(The problem): From the line containing "Query: woman's face" to the end of the listing, copy each line exactly and leave out all others.

(Records shown):
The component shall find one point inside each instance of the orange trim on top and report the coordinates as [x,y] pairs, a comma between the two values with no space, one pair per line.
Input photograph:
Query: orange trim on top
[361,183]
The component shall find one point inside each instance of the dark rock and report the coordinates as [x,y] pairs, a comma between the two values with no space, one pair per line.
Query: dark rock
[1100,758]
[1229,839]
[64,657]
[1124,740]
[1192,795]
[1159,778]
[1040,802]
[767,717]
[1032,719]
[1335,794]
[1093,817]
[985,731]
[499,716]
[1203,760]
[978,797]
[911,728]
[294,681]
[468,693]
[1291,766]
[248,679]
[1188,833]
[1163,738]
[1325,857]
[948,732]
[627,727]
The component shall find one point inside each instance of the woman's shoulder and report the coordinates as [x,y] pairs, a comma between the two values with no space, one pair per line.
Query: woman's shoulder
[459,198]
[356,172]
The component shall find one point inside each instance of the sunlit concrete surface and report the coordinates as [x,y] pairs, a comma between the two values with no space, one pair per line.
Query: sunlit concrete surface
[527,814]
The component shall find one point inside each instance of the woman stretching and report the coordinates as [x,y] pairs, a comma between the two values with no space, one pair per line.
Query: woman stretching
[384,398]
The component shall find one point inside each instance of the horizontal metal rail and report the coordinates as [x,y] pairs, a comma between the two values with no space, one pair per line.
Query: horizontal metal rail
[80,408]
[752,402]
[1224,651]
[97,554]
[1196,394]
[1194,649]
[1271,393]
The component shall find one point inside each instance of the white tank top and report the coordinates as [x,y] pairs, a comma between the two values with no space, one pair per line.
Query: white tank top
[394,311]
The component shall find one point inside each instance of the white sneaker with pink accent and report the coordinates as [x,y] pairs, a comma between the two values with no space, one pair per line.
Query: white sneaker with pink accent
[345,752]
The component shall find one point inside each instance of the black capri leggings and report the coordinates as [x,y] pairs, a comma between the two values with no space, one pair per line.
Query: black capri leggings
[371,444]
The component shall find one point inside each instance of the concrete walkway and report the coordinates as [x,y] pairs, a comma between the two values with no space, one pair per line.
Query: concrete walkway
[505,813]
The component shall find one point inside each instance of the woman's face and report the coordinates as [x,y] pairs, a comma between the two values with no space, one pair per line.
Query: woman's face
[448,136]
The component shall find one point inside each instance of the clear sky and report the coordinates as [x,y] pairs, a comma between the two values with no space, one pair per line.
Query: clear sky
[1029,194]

(Worked solution):
Query: woman's face
[448,136]
The component shall find one point inside each instance of the clear sky and report the coordinates as [x,y] pairs, a comma between the two values with no space, one pair per line.
Query: clear sky
[1029,194]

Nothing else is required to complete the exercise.